[SET EXERCISE] Put each line of the items that follow into a Markdown table with the columns Row and Line, numbering the rows and skipping blank lines. Leave the pictures out of the table.

[EXTRACTED DATA]
^^^^
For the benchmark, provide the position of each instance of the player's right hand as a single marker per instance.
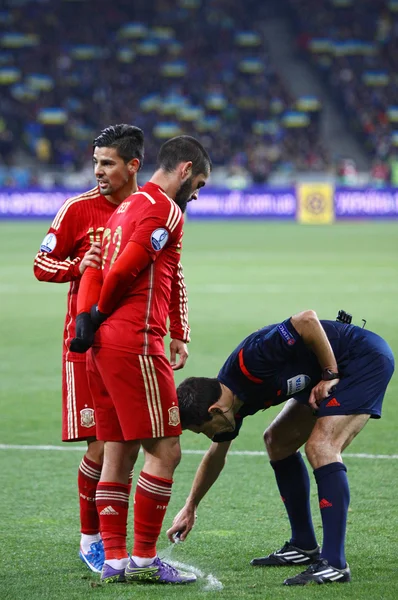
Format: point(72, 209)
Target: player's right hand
point(183, 523)
point(92, 258)
point(84, 336)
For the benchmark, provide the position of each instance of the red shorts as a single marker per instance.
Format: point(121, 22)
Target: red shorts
point(135, 396)
point(78, 418)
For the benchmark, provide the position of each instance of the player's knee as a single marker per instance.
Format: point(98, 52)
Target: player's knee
point(176, 455)
point(318, 451)
point(95, 452)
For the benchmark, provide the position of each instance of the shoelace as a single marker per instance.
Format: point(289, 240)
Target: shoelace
point(169, 568)
point(96, 551)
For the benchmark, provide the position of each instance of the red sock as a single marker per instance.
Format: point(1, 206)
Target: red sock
point(87, 480)
point(152, 496)
point(112, 501)
point(130, 483)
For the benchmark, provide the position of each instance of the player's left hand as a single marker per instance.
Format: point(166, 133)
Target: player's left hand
point(97, 317)
point(84, 334)
point(321, 391)
point(178, 347)
point(182, 524)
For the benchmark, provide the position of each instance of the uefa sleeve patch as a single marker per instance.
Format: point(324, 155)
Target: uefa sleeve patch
point(286, 335)
point(49, 243)
point(159, 238)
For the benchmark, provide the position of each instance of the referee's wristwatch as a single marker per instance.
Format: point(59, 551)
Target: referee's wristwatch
point(328, 375)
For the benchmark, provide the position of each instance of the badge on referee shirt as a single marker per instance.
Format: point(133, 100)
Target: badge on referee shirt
point(49, 243)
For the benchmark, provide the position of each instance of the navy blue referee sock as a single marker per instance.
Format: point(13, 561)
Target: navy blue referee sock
point(294, 487)
point(334, 499)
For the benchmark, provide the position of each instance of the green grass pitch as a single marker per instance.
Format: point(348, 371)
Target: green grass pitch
point(240, 276)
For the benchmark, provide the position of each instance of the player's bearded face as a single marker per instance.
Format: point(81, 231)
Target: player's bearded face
point(185, 193)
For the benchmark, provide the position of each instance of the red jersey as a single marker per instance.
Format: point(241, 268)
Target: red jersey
point(138, 323)
point(79, 222)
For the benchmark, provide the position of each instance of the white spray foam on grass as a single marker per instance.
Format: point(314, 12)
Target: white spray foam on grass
point(211, 583)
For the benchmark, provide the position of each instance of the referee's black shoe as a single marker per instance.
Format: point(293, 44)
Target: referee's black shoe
point(287, 556)
point(320, 572)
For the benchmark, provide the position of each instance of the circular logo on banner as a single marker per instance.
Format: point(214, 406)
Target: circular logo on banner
point(315, 203)
point(159, 238)
point(49, 243)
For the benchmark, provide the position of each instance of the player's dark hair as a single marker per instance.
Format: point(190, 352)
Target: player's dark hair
point(127, 139)
point(184, 148)
point(195, 396)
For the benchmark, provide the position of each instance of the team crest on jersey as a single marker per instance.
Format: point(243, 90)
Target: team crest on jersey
point(297, 384)
point(87, 417)
point(159, 238)
point(174, 416)
point(49, 243)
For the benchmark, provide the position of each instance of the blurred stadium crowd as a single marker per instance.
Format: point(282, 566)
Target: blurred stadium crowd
point(354, 45)
point(71, 67)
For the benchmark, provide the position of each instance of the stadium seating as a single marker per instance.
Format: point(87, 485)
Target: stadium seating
point(354, 45)
point(197, 68)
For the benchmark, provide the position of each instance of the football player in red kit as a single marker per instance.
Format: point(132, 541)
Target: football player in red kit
point(70, 246)
point(130, 378)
^^^^
[RESPONSE]
| Row | Line |
|---|---|
| 1 | For the benchmark, provide the position of each instance of the player's right hand as a single marker per instance. |
| 2 | Format: point(72, 209) |
| 3 | Target: player's right hand |
| 4 | point(183, 523) |
| 5 | point(92, 258) |
| 6 | point(84, 336) |
| 7 | For the benchmark, provide the position of each instance of the red shorts as a single marker per instance. |
| 8 | Format: point(121, 22) |
| 9 | Target: red shorts |
| 10 | point(135, 396) |
| 11 | point(78, 418) |
| 12 | For the benchmark, provide the position of each instance of the player's knee as a single marker per instance. |
| 13 | Format: point(98, 52) |
| 14 | Target: player's knee |
| 15 | point(176, 455) |
| 16 | point(318, 451) |
| 17 | point(95, 452) |
| 18 | For the benchmark, provide the position of each instance of the shoelace as a single marker per instance. |
| 19 | Format: point(289, 240) |
| 20 | Target: shoelace |
| 21 | point(169, 568) |
| 22 | point(96, 551) |
| 23 | For the benchmark, provide the position of each instance of the red sock as a single marker per instance. |
| 24 | Format: point(1, 206) |
| 25 | Target: red sock |
| 26 | point(87, 480) |
| 27 | point(152, 496) |
| 28 | point(112, 501) |
| 29 | point(130, 483) |
| 30 | For the benchmark, provide the position of each instance of the player's left hand as a single marker per instance. |
| 31 | Format: point(166, 133) |
| 32 | Target: player's left hand |
| 33 | point(97, 317) |
| 34 | point(84, 334) |
| 35 | point(321, 391) |
| 36 | point(178, 347) |
| 37 | point(182, 524) |
| 38 | For the benchmark, provide the position of each instance of the uefa sleeve patch as a single marker per instance. |
| 39 | Format: point(324, 155) |
| 40 | Target: uefa sleeve patch |
| 41 | point(286, 335) |
| 42 | point(49, 243) |
| 43 | point(159, 238) |
| 44 | For the benchmark, provide the position of each instance of the referee's wristwatch as a single marker per instance. |
| 45 | Format: point(59, 551) |
| 46 | Target: referee's wristwatch |
| 47 | point(328, 375) |
| 48 | For the benchmark, provide the position of each instance of the badge on referee shirt as a single marker per instance. |
| 49 | Format: point(133, 100) |
| 50 | Target: badge on referee shirt |
| 51 | point(49, 243) |
| 52 | For the benchmark, provide the position of each instance of the navy blue referee sock as a single marker per instance. |
| 53 | Format: point(13, 561) |
| 54 | Target: navy blue referee sock |
| 55 | point(294, 487) |
| 56 | point(334, 499) |
| 57 | For the benchmark, provide the position of each instance of the green grass pitch as a single marker per instance. |
| 58 | Format: point(348, 371) |
| 59 | Target: green grass pitch |
| 60 | point(240, 276) |
| 61 | For the benchmark, provide the position of each instance of the player's bearded face as a single marker per instance. |
| 62 | Format: point(81, 231) |
| 63 | Target: player's bearded face |
| 64 | point(185, 193) |
| 65 | For the benchmark, provide the position of each instance of the red jersey as a single marker per instance. |
| 66 | Format: point(241, 268) |
| 67 | Target: red jersey |
| 68 | point(138, 323) |
| 69 | point(79, 222) |
| 70 | For the benchmark, provide the position of each instance of the white spray foam on grass as a single marker per instance. |
| 71 | Format: point(314, 12) |
| 72 | Target: white spray foam on grass |
| 73 | point(211, 583) |
| 74 | For the benchmark, provide the position of each instance of the referee's black shoe as a single marker per instance. |
| 75 | Format: point(293, 44) |
| 76 | Target: referee's black shoe |
| 77 | point(287, 556) |
| 78 | point(320, 572) |
| 79 | For the benchmark, provide the position of each instance of the circular logo on banner as a single marker per instance. |
| 80 | Format: point(214, 406) |
| 81 | Target: circular logo on banner |
| 82 | point(315, 203) |
| 83 | point(159, 238) |
| 84 | point(49, 243) |
| 85 | For the benchmark, provide the position of each instance of the player's dark hair as a single marker per instance. |
| 86 | Format: point(190, 352) |
| 87 | Target: player's dark hair |
| 88 | point(127, 139) |
| 89 | point(184, 148) |
| 90 | point(195, 396) |
| 91 | For the benchmark, provide the position of each instance of the team crest on jersey as a single marker per instance. |
| 92 | Format: point(243, 90) |
| 93 | Target: team crest on jersey |
| 94 | point(297, 384) |
| 95 | point(87, 417) |
| 96 | point(159, 238) |
| 97 | point(174, 416) |
| 98 | point(49, 243) |
| 99 | For the benchmark, provide the position of each instance of the blurred stadium crowd as a single marker per instance. |
| 100 | Format: point(282, 566) |
| 101 | Target: blurred stadium crowd |
| 102 | point(354, 45) |
| 103 | point(71, 67) |
| 104 | For the benchmark, provide the position of each instance of the stadium seating as a single marker per instance. |
| 105 | Format: point(87, 485) |
| 106 | Target: stadium seating |
| 107 | point(354, 45) |
| 108 | point(197, 68) |
| 109 | For the benchmark, provide the position of each instance of the football player in red kit as a single marker per instance. |
| 110 | Format: point(132, 541) |
| 111 | Target: football player in red kit |
| 112 | point(70, 246) |
| 113 | point(130, 378) |